■ What the exercise asks ■
In the records below, locate each line containing the string "smiling" and copy those lines out in full. Matching is case-sensitive.

■ Record extracts ■
_ _ _ _

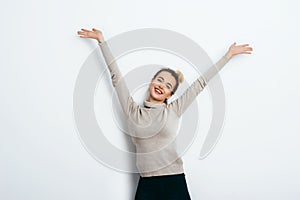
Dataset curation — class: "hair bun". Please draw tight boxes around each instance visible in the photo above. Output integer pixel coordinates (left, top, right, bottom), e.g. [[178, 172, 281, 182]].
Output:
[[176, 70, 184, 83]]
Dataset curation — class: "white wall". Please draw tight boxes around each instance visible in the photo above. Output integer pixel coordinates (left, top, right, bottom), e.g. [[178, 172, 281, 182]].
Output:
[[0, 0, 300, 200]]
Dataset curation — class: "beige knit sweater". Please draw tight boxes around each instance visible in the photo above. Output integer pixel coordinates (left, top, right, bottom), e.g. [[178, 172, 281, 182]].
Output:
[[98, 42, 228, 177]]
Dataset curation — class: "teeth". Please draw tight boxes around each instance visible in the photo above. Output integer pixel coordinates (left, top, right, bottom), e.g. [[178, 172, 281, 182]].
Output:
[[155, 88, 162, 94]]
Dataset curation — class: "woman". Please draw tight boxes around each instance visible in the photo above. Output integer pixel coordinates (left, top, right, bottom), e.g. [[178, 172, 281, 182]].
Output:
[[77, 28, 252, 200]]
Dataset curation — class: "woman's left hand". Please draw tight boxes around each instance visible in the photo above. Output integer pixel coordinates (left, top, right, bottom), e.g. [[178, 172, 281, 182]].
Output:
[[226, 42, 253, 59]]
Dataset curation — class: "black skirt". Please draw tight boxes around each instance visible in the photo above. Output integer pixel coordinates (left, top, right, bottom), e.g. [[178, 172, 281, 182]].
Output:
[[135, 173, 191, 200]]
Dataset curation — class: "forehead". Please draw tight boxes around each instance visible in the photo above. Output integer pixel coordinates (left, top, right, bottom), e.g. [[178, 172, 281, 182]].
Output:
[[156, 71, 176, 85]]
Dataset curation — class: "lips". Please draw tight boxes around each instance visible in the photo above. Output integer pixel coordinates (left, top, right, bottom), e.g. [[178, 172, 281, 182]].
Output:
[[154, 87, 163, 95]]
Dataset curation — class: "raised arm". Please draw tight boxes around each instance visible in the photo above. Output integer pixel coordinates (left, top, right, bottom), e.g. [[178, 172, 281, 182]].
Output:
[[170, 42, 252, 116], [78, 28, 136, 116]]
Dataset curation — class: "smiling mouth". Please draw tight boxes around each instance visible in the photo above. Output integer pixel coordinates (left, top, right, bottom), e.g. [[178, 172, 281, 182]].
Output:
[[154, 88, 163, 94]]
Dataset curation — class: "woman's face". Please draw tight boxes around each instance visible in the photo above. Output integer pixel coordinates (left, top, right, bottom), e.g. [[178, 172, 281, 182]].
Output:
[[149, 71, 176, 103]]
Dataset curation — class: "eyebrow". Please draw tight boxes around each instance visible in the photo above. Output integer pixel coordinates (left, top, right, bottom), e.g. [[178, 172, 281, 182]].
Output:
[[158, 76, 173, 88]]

_ _ _ _

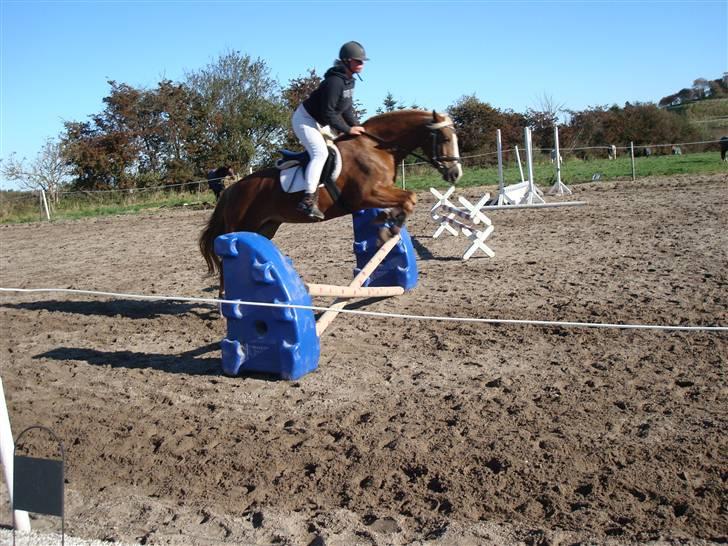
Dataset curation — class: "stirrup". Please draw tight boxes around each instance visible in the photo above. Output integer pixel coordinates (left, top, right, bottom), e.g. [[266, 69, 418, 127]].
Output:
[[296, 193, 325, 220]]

_ _ _ _

■ Task answer ■
Dataset curation — class: "smiling mouth". Please draw tight boxes around each instance visible in the photo above. Output integer pixel coordinates (left, top, right, bottom), e.g. [[178, 172, 281, 182]].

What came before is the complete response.